Exercise brief >> Render every line of the material below as a numbered list, omitting blank lines and leaving the pictures out.

Dataset extract >>

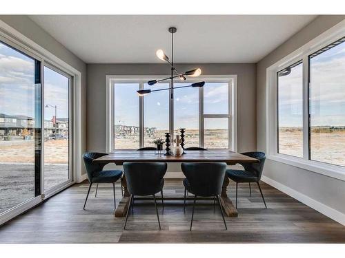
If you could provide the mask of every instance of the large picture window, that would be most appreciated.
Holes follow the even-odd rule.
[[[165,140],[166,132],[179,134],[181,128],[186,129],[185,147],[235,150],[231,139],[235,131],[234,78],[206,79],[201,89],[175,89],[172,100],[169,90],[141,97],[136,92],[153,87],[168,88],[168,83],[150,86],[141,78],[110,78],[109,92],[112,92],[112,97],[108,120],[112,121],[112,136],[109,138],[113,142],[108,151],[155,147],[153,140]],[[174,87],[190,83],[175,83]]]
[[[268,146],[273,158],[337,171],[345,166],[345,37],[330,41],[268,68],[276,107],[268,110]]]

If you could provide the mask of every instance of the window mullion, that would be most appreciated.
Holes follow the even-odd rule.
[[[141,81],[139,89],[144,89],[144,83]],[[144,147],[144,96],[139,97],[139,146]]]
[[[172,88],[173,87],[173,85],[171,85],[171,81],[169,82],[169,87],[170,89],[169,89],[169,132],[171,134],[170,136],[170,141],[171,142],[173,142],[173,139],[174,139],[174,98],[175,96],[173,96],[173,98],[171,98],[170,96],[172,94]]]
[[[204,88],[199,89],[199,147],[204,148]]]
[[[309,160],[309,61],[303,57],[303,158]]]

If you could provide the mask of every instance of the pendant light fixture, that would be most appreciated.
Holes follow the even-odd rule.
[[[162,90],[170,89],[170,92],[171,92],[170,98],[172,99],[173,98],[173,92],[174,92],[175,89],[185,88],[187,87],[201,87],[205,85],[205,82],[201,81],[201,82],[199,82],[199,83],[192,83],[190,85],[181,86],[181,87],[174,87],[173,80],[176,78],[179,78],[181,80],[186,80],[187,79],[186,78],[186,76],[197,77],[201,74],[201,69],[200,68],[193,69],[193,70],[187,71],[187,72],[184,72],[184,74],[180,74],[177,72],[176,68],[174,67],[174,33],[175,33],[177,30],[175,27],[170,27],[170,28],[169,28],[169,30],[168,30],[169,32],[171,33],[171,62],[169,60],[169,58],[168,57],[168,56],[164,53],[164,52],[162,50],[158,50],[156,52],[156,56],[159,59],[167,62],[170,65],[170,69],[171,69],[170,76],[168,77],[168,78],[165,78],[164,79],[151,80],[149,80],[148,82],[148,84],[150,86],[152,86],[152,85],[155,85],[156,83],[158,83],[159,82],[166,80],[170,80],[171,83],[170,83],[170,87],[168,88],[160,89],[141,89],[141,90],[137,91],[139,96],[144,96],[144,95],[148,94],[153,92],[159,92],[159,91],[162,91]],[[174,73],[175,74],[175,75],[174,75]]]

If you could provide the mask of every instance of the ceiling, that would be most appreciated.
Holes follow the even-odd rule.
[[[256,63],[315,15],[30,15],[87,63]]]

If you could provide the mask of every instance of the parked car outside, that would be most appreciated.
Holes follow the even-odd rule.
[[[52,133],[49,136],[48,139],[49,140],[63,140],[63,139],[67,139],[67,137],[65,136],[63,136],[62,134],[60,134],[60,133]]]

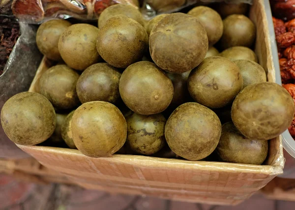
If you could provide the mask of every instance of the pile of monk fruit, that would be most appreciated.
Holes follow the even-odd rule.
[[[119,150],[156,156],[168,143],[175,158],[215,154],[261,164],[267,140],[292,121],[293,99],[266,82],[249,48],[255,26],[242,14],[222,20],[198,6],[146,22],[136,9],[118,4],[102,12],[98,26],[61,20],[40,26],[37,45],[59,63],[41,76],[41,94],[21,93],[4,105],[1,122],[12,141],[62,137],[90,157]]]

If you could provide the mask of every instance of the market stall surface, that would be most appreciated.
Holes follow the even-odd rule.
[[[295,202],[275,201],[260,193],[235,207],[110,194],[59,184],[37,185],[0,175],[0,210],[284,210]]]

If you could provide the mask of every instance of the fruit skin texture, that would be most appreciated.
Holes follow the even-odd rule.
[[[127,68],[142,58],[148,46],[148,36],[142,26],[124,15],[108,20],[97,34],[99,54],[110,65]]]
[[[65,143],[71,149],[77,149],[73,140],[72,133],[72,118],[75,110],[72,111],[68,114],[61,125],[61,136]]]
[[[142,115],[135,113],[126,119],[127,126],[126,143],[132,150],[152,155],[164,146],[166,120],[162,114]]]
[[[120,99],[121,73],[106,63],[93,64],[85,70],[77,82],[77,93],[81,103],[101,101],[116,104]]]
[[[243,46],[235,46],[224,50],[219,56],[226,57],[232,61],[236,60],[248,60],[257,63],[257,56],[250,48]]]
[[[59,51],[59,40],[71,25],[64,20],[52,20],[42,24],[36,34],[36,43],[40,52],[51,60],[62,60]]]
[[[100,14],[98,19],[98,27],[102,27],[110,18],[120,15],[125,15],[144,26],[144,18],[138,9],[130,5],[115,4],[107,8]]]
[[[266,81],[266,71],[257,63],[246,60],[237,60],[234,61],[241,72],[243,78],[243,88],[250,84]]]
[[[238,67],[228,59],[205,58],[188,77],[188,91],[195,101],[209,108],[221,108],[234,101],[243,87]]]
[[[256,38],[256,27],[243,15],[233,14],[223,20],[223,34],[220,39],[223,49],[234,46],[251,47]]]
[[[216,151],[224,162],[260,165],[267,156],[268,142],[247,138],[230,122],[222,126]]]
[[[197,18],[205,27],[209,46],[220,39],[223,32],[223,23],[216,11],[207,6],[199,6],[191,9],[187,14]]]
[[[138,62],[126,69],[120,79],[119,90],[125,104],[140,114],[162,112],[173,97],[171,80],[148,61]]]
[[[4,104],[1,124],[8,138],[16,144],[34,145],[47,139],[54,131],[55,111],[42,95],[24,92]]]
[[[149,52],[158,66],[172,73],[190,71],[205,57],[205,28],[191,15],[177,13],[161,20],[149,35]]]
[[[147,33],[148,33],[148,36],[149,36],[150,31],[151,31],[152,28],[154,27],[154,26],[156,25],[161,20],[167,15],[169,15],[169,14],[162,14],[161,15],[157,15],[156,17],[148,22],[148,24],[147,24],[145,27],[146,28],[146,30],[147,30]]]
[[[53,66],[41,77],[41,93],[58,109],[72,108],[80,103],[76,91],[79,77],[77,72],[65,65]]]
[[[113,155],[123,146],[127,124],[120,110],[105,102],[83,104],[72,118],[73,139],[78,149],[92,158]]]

Output of the exercise >>
1. If you could provide the mask of every instance of the large picture window, that would be most appreciated.
2. Holes follow the even-odd rule.
3. [[[165,140],[166,132],[179,134],[181,128],[186,129],[185,147],[235,150],[231,139],[235,131],[234,78],[206,79],[201,89],[175,89],[172,100],[169,90],[141,97],[136,92],[153,87],[168,88],[168,83],[150,86],[141,78],[110,78],[109,92],[112,92],[112,97],[108,120],[112,121],[112,136],[109,138],[113,142],[108,151],[155,147],[153,140]],[[174,87],[190,83],[175,83]]]
4. [[[268,146],[273,158],[337,171],[345,166],[345,37],[330,41],[268,68],[276,107],[268,110]]]
5. If you could provide the mask of every instance of the window mullion, that would be most appreciated.
6. Holes follow the even-odd rule.
7. [[[141,81],[139,89],[144,89],[144,83]],[[144,147],[144,96],[139,97],[139,146]]]
8. [[[172,88],[173,87],[173,85],[171,85],[171,81],[169,82],[169,87],[170,89],[169,89],[169,132],[171,134],[170,136],[170,141],[171,142],[173,142],[173,139],[174,139],[174,98],[175,96],[173,96],[173,98],[171,98],[170,96],[172,94]]]
9. [[[204,88],[199,89],[199,147],[204,148]]]
10. [[[309,160],[309,61],[303,57],[303,158]]]
11. If you could provide the mask of every instance of the pendant light fixture, that would be most appreciated.
12. Holes follow the even-odd rule.
13. [[[162,90],[170,89],[170,92],[171,92],[170,98],[172,99],[173,98],[173,92],[174,92],[175,89],[185,88],[187,87],[201,87],[205,85],[205,82],[201,81],[201,82],[199,82],[199,83],[192,83],[190,85],[181,86],[181,87],[174,87],[173,80],[176,78],[179,78],[181,80],[186,80],[187,79],[186,78],[186,76],[197,77],[201,74],[201,69],[200,68],[193,69],[193,70],[187,71],[187,72],[184,72],[184,74],[180,74],[177,72],[176,68],[174,67],[174,33],[175,33],[177,30],[175,27],[170,27],[170,28],[169,28],[169,30],[168,30],[169,32],[171,33],[171,62],[169,60],[169,58],[168,57],[168,56],[164,53],[164,52],[162,50],[158,50],[156,52],[156,56],[159,59],[167,62],[170,65],[170,69],[171,69],[170,76],[168,77],[168,78],[165,78],[164,79],[151,80],[149,80],[148,82],[148,84],[150,86],[152,86],[152,85],[155,85],[156,83],[158,83],[159,82],[166,80],[170,80],[171,83],[170,83],[170,87],[168,88],[160,89],[141,89],[141,90],[137,91],[139,96],[144,96],[144,95],[148,94],[153,92],[159,92],[159,91],[162,91]],[[174,73],[175,74],[175,75],[174,75]]]
14. If you could provide the mask of every instance of the ceiling, that would be most appreciated.
15. Holes follow the even-odd rule.
16. [[[256,63],[315,15],[30,15],[87,63]]]
17. If you could provide the mask of every instance of the parked car outside, that would be most appreciated.
18. Holes follow the even-odd rule.
19. [[[52,133],[49,136],[48,139],[49,140],[63,140],[63,139],[67,139],[67,137],[65,136],[63,136],[62,134],[60,134],[60,133]]]
20. If you could provide the mask of every instance of the pile of monk fruit, that would be most appreciated.
21. Holes follow the even-odd rule.
22. [[[119,150],[156,156],[168,143],[175,158],[215,154],[261,164],[267,140],[292,121],[293,99],[266,82],[249,48],[255,26],[242,14],[222,20],[198,6],[146,22],[136,9],[118,4],[102,12],[98,26],[61,20],[40,26],[37,45],[59,63],[41,76],[41,94],[21,93],[4,105],[1,122],[12,141],[62,137],[90,157]]]
23. If you could provide the mask of every instance of the market stall surface, that would be most appreciated.
24. Holes follow the even-odd rule.
25. [[[295,202],[275,201],[260,193],[235,207],[110,194],[59,184],[37,185],[0,175],[0,210],[284,210]]]
26. If you could provide the mask of every instance of the fruit skin texture, that would be most appreciated.
27. Holes follow the even-odd rule.
28. [[[127,68],[142,58],[148,46],[148,36],[142,26],[124,15],[108,20],[97,34],[99,54],[110,65]]]
29. [[[65,143],[71,149],[77,149],[73,140],[72,133],[72,118],[75,110],[72,111],[68,114],[61,125],[61,136]]]
30. [[[142,115],[135,113],[126,119],[127,126],[126,143],[132,150],[152,155],[164,146],[166,120],[162,114]]]
31. [[[120,99],[121,73],[106,63],[93,64],[85,70],[77,82],[77,93],[81,103],[101,101],[116,104]]]
32. [[[243,46],[235,46],[224,50],[219,56],[226,57],[232,61],[236,60],[248,60],[257,63],[257,56],[250,48]]]
33. [[[59,51],[59,40],[71,25],[64,20],[52,20],[42,24],[36,34],[36,43],[40,52],[51,60],[62,60]]]
34. [[[100,14],[98,19],[98,27],[102,27],[110,18],[120,15],[125,15],[144,26],[144,18],[138,9],[130,5],[115,4],[107,8]]]
35. [[[266,81],[266,71],[257,63],[246,60],[237,60],[234,61],[241,72],[243,78],[243,88],[250,84]]]
36. [[[238,67],[228,59],[205,58],[188,77],[188,91],[195,101],[209,108],[221,108],[234,101],[243,87]]]
37. [[[256,38],[256,27],[243,15],[233,14],[223,20],[223,34],[220,39],[223,49],[234,46],[251,47]]]
38. [[[216,151],[224,162],[260,165],[267,156],[268,142],[247,138],[230,122],[222,126]]]
39. [[[197,18],[205,27],[209,46],[220,39],[223,32],[223,23],[216,11],[207,6],[199,6],[191,9],[187,14]]]
40. [[[138,62],[126,69],[120,79],[119,90],[125,104],[140,114],[162,112],[173,97],[171,80],[148,61]]]
41. [[[4,104],[1,124],[8,138],[16,144],[34,145],[47,139],[54,131],[55,111],[42,95],[24,92]]]
42. [[[149,52],[158,66],[172,73],[190,71],[205,57],[205,28],[191,15],[177,13],[161,20],[149,35]]]
43. [[[147,33],[148,33],[148,36],[149,36],[150,31],[151,31],[152,28],[154,27],[154,26],[156,25],[161,20],[167,15],[169,15],[169,14],[162,14],[161,15],[157,15],[156,17],[148,22],[148,24],[147,24],[145,27],[146,28],[146,30],[147,30]]]
44. [[[53,66],[41,77],[41,93],[58,109],[72,108],[80,103],[76,91],[79,77],[77,72],[65,65]]]
45. [[[113,155],[123,146],[127,124],[120,110],[105,102],[83,104],[72,118],[73,139],[78,149],[92,158]]]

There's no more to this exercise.